- EXTRAIT FOURNI:
_____
Exonération fiscale des indemnités versées à la suite d’une prise d’acte de la rupture du contrat de travail : l’importance pratique des éléments de preuve
16 juin 2016
Epilogue d’un long contentieux fiscal, un récent arrêt de la Cour administrative d’appel de Nantes vient de refuser l’exonération d’une indemnité transactionnelle qu’un salarié avait reçue de son employeur à la suite d’une prise d’acte de la rupture de son contrat de travail. En l’espèce, le salarié n’apportait pas la preuve, qui lui incombait, que cette prise d’acte était, dans les faits, assimilable à un licenciement sans cause réelle et sérieuse.
L’arrêt de la Cour administrative d’appel de Nantes (arrêt du 10 décembre 2015, n°15NT01093) démontre toute l’importance qu’il convient de donner aux pièces à produire devant le juge fiscal, lorsque ce dernier est saisi de la qualification d’une indemnité transactionnelle versée dans le cadre d’une prise d’acte de la rupture du contrat de travail.
1. Rappel de la procédure de prise d’acte de rupture d’un contrat de travail
Non prévue par le code du travail, la prise d’acte de la rupture du contrat de travail a été conçue par la jurisprudence comme un mode autonome de rupture des relations contractuelles réservé au salarié, l’employeur ne pouvant pas en prendre l’initiative.
La chambre sociale de la Cour de cassation a rendu le 25 juin 2003 plusieurs arrêts de principe (n°01-41150 et n°01-42335) fixant le mode d’emploi pour déterminer les effets qui doivent être attachés à ce mode de rupture de la relation de travail.
_____
- EXTRAITS DE DONNÉES:
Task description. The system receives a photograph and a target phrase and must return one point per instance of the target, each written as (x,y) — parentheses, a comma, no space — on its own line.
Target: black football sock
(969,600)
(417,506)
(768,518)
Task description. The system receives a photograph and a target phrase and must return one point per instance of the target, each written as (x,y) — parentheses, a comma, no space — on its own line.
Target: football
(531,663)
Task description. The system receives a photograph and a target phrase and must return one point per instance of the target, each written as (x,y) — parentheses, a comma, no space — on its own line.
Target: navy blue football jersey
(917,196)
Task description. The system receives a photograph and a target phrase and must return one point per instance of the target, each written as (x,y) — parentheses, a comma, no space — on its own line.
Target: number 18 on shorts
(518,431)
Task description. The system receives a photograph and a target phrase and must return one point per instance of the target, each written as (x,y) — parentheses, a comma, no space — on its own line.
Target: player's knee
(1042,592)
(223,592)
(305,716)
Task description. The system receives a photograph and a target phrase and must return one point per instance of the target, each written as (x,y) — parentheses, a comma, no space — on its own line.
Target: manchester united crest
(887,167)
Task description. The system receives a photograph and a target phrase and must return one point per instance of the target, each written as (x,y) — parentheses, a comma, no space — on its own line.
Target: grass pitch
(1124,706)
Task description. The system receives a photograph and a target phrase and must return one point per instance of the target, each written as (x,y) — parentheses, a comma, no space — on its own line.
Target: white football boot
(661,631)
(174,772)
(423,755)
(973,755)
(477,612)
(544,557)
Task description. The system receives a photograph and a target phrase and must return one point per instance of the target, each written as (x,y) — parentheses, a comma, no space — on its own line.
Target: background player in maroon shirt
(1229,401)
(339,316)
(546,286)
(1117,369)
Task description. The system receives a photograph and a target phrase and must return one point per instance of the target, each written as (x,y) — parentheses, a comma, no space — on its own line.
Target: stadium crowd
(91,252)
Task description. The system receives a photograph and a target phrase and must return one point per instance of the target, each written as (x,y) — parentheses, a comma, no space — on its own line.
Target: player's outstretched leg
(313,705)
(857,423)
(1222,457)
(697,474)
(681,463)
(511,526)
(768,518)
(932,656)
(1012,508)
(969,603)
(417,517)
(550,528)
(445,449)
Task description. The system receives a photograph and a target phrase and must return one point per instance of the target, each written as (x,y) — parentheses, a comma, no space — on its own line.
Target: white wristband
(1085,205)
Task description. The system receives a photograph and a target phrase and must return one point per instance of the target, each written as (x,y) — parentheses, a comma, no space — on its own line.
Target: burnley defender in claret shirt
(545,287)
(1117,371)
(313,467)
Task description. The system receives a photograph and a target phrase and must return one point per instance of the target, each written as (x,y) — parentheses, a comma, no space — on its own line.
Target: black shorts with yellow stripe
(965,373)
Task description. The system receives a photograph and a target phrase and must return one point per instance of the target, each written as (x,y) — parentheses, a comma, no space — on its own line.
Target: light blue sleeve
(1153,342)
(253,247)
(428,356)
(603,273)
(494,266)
_____
- EXERCICE COURT:
Dites si chacune des affirmations suivantes concorde avec l’extrait fourni, en répondant par oui ou par non et en citant les mots décisifs de l’extrait.
1. La Cour administrative d’appel de Nantes a accordé l’exonération de l’indemnité transactionnelle.
2. La prise d’acte de la rupture du contrat de travail est prévue par le code du travail.
3. L’employeur ne peut pas prendre l’initiative d’une prise d’acte de la rupture.
Le matériel ci-dessus est indépendant de l’extrait fourni.

- CORRIGÉ:
1. Non : « vient de refuser l’exonération d’une indemnité transactionnelle ».
2. Non : « Non prévue par le code du travail ».
3. Oui : « l’employeur ne pouvant pas en prendre l’initiative ».